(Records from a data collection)
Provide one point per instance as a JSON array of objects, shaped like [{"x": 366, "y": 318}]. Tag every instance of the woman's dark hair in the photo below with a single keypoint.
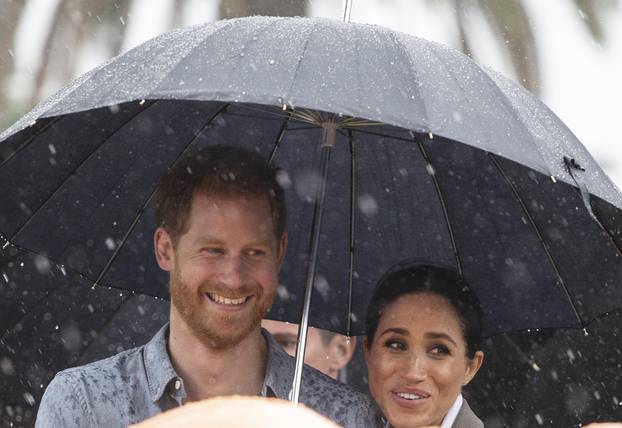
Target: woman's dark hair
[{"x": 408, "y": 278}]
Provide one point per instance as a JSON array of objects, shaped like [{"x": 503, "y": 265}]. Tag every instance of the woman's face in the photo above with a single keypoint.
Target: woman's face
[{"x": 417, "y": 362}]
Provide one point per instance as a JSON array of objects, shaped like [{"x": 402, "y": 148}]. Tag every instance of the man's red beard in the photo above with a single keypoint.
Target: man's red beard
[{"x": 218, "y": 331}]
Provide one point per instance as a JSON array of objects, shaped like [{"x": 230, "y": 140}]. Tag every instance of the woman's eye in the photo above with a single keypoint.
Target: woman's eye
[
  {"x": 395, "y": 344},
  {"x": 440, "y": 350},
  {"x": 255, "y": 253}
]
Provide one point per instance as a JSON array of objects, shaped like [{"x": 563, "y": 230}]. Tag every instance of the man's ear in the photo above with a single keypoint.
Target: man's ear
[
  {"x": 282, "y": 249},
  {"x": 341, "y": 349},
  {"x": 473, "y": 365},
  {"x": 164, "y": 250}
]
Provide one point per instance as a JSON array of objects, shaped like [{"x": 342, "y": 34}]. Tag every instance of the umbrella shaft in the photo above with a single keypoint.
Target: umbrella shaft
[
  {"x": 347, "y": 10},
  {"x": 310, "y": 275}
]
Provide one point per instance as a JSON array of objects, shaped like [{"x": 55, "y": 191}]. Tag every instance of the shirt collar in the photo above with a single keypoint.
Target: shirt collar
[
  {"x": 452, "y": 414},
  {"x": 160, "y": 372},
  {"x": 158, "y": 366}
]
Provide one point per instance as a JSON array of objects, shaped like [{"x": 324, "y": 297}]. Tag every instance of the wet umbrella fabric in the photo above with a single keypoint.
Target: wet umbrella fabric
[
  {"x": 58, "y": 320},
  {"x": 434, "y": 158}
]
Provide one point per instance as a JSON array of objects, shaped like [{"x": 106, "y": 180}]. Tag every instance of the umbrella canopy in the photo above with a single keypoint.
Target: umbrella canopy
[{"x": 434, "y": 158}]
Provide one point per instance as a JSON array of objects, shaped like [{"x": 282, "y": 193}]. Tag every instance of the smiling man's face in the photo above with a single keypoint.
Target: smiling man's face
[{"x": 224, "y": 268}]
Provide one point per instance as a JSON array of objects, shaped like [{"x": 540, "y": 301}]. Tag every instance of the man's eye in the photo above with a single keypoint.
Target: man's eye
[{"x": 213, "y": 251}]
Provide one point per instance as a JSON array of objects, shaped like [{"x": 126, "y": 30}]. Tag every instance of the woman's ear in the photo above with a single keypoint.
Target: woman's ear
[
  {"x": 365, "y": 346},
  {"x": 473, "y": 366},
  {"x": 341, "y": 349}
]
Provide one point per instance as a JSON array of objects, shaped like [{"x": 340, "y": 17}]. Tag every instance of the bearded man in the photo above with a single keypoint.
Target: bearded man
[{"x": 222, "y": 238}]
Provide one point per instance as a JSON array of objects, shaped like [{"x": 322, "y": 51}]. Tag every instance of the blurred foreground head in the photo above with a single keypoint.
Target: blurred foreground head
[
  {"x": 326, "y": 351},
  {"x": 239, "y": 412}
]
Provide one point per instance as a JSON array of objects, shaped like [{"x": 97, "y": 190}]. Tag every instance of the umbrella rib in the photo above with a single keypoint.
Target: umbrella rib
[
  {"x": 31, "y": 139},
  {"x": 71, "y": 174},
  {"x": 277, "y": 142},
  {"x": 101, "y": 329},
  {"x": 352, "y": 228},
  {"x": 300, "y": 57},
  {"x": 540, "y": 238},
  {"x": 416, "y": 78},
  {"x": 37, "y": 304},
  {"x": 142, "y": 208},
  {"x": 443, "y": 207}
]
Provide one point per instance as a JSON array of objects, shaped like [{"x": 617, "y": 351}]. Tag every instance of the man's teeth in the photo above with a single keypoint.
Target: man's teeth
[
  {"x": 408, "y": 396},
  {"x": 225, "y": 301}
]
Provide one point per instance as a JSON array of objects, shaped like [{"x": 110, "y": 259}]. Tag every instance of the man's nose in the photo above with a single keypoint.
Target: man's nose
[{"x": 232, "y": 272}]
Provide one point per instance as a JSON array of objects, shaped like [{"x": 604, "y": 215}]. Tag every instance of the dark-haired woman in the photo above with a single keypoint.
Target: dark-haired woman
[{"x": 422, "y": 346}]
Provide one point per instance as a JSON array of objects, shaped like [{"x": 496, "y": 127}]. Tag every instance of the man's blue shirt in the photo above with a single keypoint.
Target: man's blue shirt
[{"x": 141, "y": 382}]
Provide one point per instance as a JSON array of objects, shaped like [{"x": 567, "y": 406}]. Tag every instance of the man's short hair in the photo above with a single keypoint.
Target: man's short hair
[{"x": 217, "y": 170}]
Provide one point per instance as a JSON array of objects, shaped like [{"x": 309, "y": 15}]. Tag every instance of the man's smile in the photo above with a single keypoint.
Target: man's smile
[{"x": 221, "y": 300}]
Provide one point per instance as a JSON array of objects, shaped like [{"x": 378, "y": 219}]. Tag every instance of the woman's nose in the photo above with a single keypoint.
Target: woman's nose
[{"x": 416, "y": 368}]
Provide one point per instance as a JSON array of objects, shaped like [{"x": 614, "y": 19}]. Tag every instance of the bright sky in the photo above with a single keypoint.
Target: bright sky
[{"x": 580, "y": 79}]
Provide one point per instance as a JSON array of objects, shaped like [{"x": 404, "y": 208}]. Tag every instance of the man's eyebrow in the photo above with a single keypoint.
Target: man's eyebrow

_ASSIGNMENT_
Using the records above, please repeat the line with "Target: woman's nose" and every line after it exactly, and give no other text.

_THE COMPLETED TASK_
Target: woman's nose
[{"x": 416, "y": 368}]
Provide one point per instance as a JSON array of objects, shaped like [{"x": 614, "y": 19}]. Tag every instance of the bright sky in the photo above with a single keypoint.
Target: bright sky
[{"x": 580, "y": 79}]
Provide one point per instance as a JSON array of objects, shaped like [{"x": 404, "y": 208}]. Tag every instance of the man's eyebrow in the photo above with a single keypoint.
Target: man's eyebrow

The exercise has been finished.